● Work order
Output each line of the data below exactly, omitting any image.

[Source records]

═══

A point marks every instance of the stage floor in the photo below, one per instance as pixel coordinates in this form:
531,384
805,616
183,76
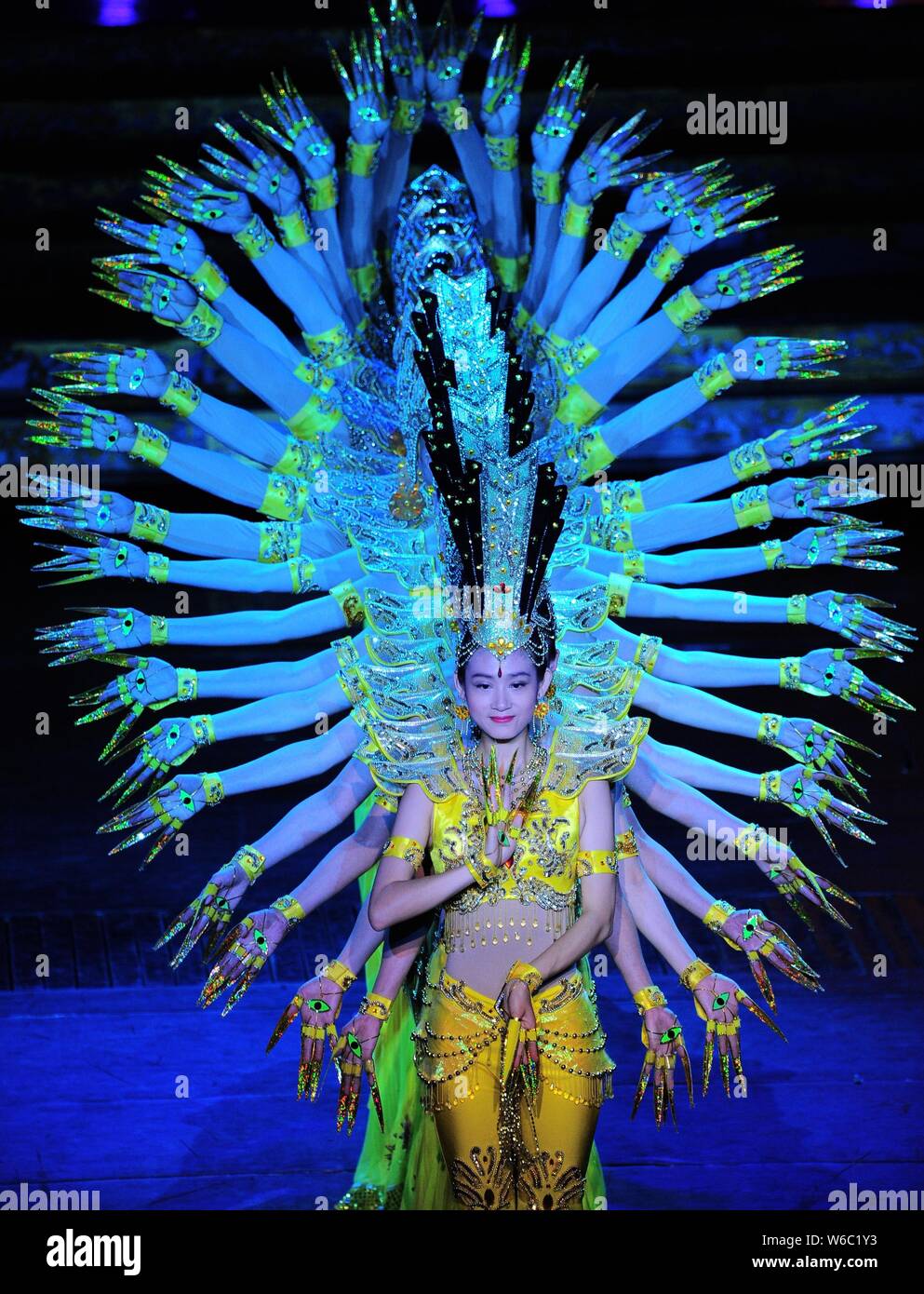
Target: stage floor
92,1074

═══

● Completed exercise
A point marks every instance of the stage floor in the photo below, one per instance as pixel coordinates in this form:
531,384
805,616
183,76
Target: stage floor
92,1074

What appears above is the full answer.